The great football coach Vince Lombardi would often start each season by holding up a football in front of his team and saying, “Gentlemen, this is a football.” His point was simple but powerful: even the greatest players must return to the fundamentals if they want to succeed.

The same is true with investing. Whether you are a young person just starting out or someone who has been saving for decades, it helps to go back to the basics. Here is a very simple explanation.

Why bother investing?

Money sitting in a regular savings account usually loses buying power over time because the cost of living keeps going up. This is called inflation.

If your money grows slower than inflation, you are actually becoming poorer—even if your account balance is higher.

By owning small pieces of companies, your money has a chance to grow and stay ahead of those rising costs.

What Are Companies and Shares?

There are about 4,000 companies in the United States that will sell you a small slice of their company. These small slices are called shares.

When you buy shares, you become a part owner of that company. If the company does well and grows, your shares can become more valuable.

Some companies also pay dividends—small cash payments to shareholders. These can be reinvested to buy more shares, which helps your money grow faster over time.

Where Do You Buy These Shares?

These shares are bought and sold on a stock exchange. Think of an exchange like a big marketplace where people buy and sell shares.

The two biggest marketplaces in the U.S. are the New York Stock Exchange and the NASDAQ.

A brokerage firm (such as Vanguard, Charles Schwab, Fidelity Investments, Morgan Stanley, or one of many others) is like a helper store. They let you buy and sell shares on the big marketplaces and keep track of all your shares for you.

Buying One Company or Many Companies?

You can use your brokerage to buy shares in one single company.
Or you can buy a basket that contains small slices of many companies at once. This basket is called an index fund.

Popular baskets include:

  • The Dow — a basket of 30 big, important companies.
  • The S&P 500 — a basket of about 500 large companies.

These baskets are very popular because your money is spread across many companies instead of just one. This lowers your risk.

What to Expect

Over long periods, broad markets like the S&P 500 have historically grown—but not in a straight line.

Some years are up a lot. Some years are down. The key is to think in decades, not months.

The Power of Time and Regular Investing

The biggest advantage most people have is time.

* **Data section**
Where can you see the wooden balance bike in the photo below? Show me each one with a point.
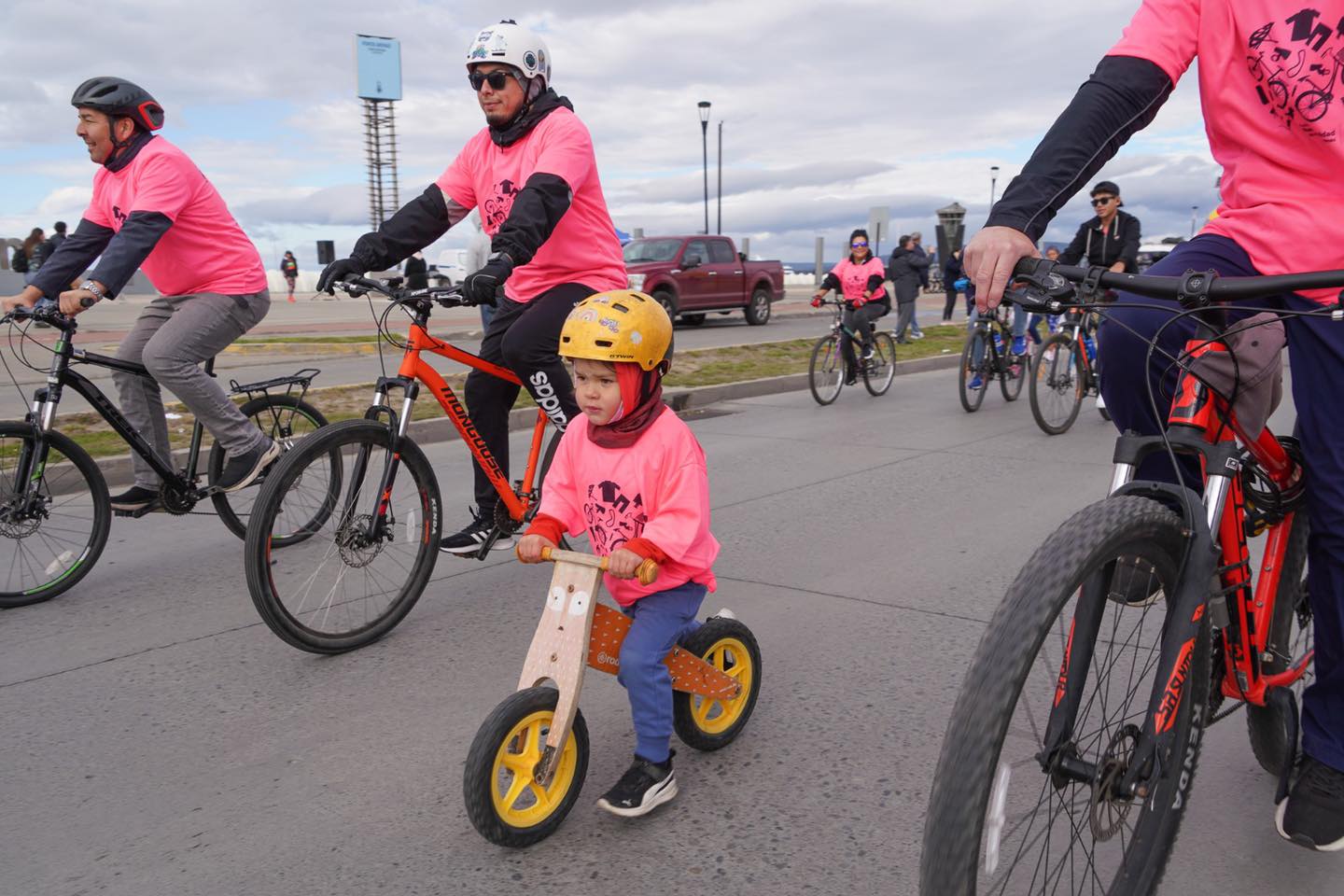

* **Prompt**
In the text on investing basics, what is a basket that holds small slices of many companies at once called?

* **Exercise result**
An index fund.